Task -
The entries that follow are to be duplicated in full, character for character.

Materials provided -
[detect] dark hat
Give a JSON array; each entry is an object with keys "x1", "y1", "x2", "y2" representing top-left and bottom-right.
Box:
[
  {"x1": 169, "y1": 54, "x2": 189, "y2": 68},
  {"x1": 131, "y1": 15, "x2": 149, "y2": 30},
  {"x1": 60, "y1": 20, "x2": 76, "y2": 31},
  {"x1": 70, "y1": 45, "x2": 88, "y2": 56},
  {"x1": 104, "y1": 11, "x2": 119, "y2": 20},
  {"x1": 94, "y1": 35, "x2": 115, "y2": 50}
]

Written response -
[detect] dark hat
Give a JSON array; each entry is an object with keys "x1", "y1", "x2", "y2" representing top-left and bottom-right.
Box:
[
  {"x1": 169, "y1": 54, "x2": 189, "y2": 68},
  {"x1": 131, "y1": 15, "x2": 149, "y2": 30},
  {"x1": 60, "y1": 20, "x2": 76, "y2": 31},
  {"x1": 70, "y1": 45, "x2": 88, "y2": 56},
  {"x1": 104, "y1": 11, "x2": 119, "y2": 20},
  {"x1": 94, "y1": 35, "x2": 115, "y2": 50}
]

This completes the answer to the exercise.